<<<<
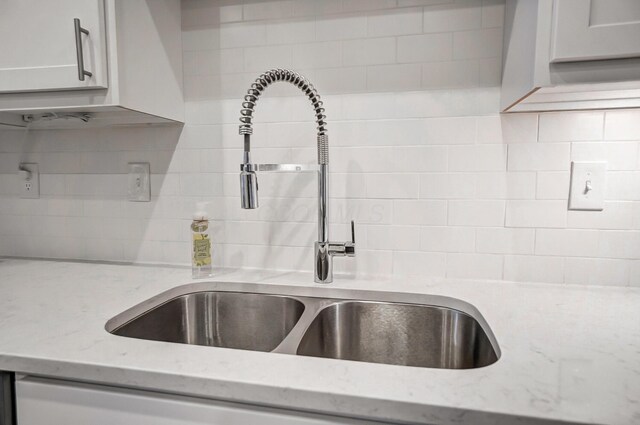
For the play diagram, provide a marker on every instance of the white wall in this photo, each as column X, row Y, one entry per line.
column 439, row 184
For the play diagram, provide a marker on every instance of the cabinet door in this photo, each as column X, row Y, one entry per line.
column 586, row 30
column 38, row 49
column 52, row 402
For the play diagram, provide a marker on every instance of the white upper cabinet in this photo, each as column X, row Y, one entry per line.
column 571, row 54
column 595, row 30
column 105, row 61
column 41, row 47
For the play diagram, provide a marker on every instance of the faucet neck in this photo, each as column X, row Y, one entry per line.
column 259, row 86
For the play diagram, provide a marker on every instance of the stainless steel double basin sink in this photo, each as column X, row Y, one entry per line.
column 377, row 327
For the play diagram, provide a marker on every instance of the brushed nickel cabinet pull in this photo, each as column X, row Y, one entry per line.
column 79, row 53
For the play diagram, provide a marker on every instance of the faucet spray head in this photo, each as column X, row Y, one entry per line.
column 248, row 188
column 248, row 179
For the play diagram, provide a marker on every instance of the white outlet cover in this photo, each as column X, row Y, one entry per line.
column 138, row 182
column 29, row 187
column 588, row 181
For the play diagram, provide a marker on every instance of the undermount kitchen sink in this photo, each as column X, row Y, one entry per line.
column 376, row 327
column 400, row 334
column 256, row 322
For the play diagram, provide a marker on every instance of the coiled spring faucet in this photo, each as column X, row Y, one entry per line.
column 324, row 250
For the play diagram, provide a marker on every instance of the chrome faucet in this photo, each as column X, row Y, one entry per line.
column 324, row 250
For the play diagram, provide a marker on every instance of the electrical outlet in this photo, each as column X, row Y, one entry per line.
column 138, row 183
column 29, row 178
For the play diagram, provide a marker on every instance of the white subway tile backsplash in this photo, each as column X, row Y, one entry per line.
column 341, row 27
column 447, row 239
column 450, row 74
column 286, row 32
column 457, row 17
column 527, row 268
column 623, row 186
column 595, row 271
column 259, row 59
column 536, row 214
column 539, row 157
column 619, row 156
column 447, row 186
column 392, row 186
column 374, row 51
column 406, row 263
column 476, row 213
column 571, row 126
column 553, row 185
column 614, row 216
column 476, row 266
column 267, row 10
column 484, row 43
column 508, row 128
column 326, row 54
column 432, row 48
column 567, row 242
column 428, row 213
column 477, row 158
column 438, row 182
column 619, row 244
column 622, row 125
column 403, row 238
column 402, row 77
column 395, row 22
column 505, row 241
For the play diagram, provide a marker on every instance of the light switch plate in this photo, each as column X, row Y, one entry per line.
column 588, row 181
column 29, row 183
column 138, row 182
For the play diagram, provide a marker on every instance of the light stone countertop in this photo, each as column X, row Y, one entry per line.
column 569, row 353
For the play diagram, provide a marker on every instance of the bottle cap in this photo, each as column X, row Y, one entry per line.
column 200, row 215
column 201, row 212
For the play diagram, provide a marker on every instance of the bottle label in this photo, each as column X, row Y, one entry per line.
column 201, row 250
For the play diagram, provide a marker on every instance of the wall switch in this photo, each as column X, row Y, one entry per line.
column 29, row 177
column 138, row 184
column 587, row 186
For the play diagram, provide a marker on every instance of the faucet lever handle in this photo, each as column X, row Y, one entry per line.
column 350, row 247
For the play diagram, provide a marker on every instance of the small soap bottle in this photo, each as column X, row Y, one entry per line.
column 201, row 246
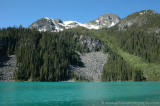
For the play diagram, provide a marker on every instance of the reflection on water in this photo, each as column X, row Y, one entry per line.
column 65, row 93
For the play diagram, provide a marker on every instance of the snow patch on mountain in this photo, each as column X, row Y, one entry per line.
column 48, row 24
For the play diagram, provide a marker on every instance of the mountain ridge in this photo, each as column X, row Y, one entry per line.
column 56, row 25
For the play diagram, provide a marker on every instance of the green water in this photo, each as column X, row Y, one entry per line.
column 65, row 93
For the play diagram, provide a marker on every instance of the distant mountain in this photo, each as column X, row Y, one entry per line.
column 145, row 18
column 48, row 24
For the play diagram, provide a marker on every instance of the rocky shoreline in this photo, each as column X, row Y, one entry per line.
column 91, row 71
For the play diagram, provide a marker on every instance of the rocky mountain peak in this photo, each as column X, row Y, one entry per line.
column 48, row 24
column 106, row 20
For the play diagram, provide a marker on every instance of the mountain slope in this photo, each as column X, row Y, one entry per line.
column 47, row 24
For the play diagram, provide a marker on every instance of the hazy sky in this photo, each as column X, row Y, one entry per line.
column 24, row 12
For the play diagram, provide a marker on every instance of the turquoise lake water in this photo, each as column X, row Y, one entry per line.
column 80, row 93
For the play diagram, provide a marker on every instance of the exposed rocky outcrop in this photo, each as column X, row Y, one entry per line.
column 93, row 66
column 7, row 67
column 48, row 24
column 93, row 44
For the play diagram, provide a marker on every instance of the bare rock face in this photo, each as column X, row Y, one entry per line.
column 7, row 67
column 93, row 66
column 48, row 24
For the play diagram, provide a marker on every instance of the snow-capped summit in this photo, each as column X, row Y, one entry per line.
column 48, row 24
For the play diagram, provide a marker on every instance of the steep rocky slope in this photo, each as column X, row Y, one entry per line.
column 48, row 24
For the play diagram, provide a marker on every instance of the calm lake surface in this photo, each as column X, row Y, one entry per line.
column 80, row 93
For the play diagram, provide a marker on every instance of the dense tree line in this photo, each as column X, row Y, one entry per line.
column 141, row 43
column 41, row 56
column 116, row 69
>>>>
Your objective:
Repeat all entries exactly. Skip the pictures.

Answer area:
For the play diagram, provide a marker on every instance of the white wall in this photo, each as column X, row Y, one entry per line.
column 439, row 184
For the play diagram, provide a marker on every instance of the cabinet door in this photo, each as column X, row Y, one entry per line.
column 586, row 30
column 38, row 49
column 52, row 402
For the play diagram, provide a marker on every instance of the white upper cabinet in this photo, each as column X, row Y, one entry per line.
column 571, row 54
column 595, row 30
column 105, row 61
column 41, row 47
For the play diagram, provide a marker on every instance of the faucet neck in this photo, each as column X, row Y, one entry per line.
column 259, row 86
For the play diagram, provide a marker on every instance of the stainless steel double basin sink in this photo, each as column X, row Y, one entry per line.
column 377, row 327
For the play diagram, provide a marker on every instance of the brushed nickel cabinet pull in this photo, each as column X, row Y, one entry per line.
column 79, row 53
For the play diagram, provide a marker on every instance of the faucet spray head in this photo, each as column X, row Y, one entry per line.
column 248, row 188
column 248, row 179
For the play diagram, provide a marker on every instance of the white outlet cover in this photo, each as column X, row Y, one entry per line.
column 138, row 182
column 29, row 187
column 588, row 181
For the play diagram, provide a marker on every instance of the undermount kitchen sink in this photo, each as column X, row Y, one entry per line.
column 376, row 327
column 400, row 334
column 256, row 322
For the play diagram, provide a marker on every instance of the coiled spring faucet in this photo, each as column X, row Y, one entry per line.
column 324, row 250
For the play diagram, provide a marker on every instance of the chrome faucet in this photo, each as column X, row Y, one entry per line.
column 324, row 250
For the play diagram, provide a marker on every instance of the electrical outlet in this photo, each as column X, row Y, one entry per line.
column 138, row 183
column 29, row 178
For the play diagram, provide a marker on every instance of the white subway tile backsplash in this photo, each as column X, row Y, one entry per line.
column 341, row 27
column 447, row 239
column 450, row 74
column 286, row 32
column 457, row 17
column 527, row 268
column 623, row 186
column 595, row 271
column 259, row 59
column 536, row 214
column 539, row 157
column 619, row 156
column 447, row 186
column 392, row 186
column 374, row 51
column 406, row 263
column 476, row 213
column 571, row 126
column 553, row 185
column 614, row 216
column 476, row 266
column 267, row 10
column 484, row 43
column 508, row 128
column 326, row 54
column 432, row 48
column 567, row 242
column 428, row 213
column 477, row 158
column 438, row 182
column 619, row 244
column 622, row 125
column 403, row 238
column 402, row 77
column 395, row 22
column 505, row 241
For the play diagram, provide a marker on every instance of the light switch plate in this photo, each as column X, row Y, one entry per line.
column 588, row 181
column 29, row 183
column 138, row 182
For the play diagram, provide a marker on every instance of the light stone countertop in this photo, each as column X, row Y, one entry per line.
column 569, row 353
For the play diagram, provide a marker on every instance of the bottle cap in this photo, each as column X, row Y, one entry per line.
column 200, row 215
column 201, row 212
For the play diagram, provide a marker on every instance of the bottle label in this photo, each as column X, row Y, one entry per line.
column 201, row 250
For the play diagram, provide a marker on every instance of the wall switch in this photo, each as column X, row Y, one entry per line.
column 29, row 177
column 138, row 184
column 587, row 186
For the play diagram, provide a marker on every instance of the faucet lever handle in this photo, each as column X, row Y, one entry per line.
column 350, row 247
For the play diagram, provide a marker on every instance of the small soap bottle in this photo, each as column X, row Y, one entry per line.
column 201, row 246
For the play diagram, provide a marker on every instance of the reflection on water in this photo, each as column X, row Y, one entry per line.
column 65, row 93
For the play diagram, provide a marker on every instance of the snow patch on mountain in this photo, each as column X, row Y, one entry per line.
column 48, row 24
For the play diagram, provide a marker on every instance of the mountain ridge in this photo, each as column X, row Y, one entry per line.
column 56, row 25
For the play diagram, provide a marker on every instance of the green water in this photo, each as column X, row Y, one entry per line.
column 65, row 93
For the play diagram, provide a marker on every instance of the distant mountain in this photo, each as column X, row Y, one entry per line.
column 145, row 18
column 48, row 24
For the play diagram, provide a marker on every instance of the rocky shoreline in this photo, each as column X, row Y, one entry per line.
column 91, row 71
For the play diagram, provide a marker on every instance of the rocky mountain peak in this photo, each as column X, row Y, one entry per line.
column 48, row 24
column 106, row 20
For the play diagram, provide a marker on every instance of the mountain slope in this photo, each as column X, row Y, one entry per line.
column 47, row 24
For the play diagram, provide a marker on every instance of the hazy sky in this photo, each as column X, row Y, one entry per line.
column 24, row 12
For the play diagram, provide a marker on every instance of the turquoise lake water in this photo, each as column X, row Y, one entry per line.
column 80, row 93
For the play diagram, provide a marker on every instance of the exposed rocky outcrop in this photo, each as column X, row Y, one entry per line.
column 93, row 66
column 7, row 67
column 48, row 24
column 93, row 44
For the play diagram, provide a marker on every instance of the bare rock face in this photo, each as column X, row Y, one entry per line.
column 7, row 67
column 93, row 66
column 48, row 24
For the play diagram, provide a marker on every instance of the snow-capped summit in this photo, each as column X, row Y, one entry per line.
column 48, row 24
For the play diagram, provide a marker on every instance of the steep rocky slope in this photo, each as column X, row Y, one entry per line.
column 48, row 24
For the play diagram, provide a marker on every instance of the calm lake surface in this photo, each as column X, row Y, one entry per line.
column 80, row 93
For the play diagram, provide a marker on every instance of the dense tree line in this photo, each as column X, row Y, one entry per line.
column 141, row 43
column 41, row 56
column 116, row 69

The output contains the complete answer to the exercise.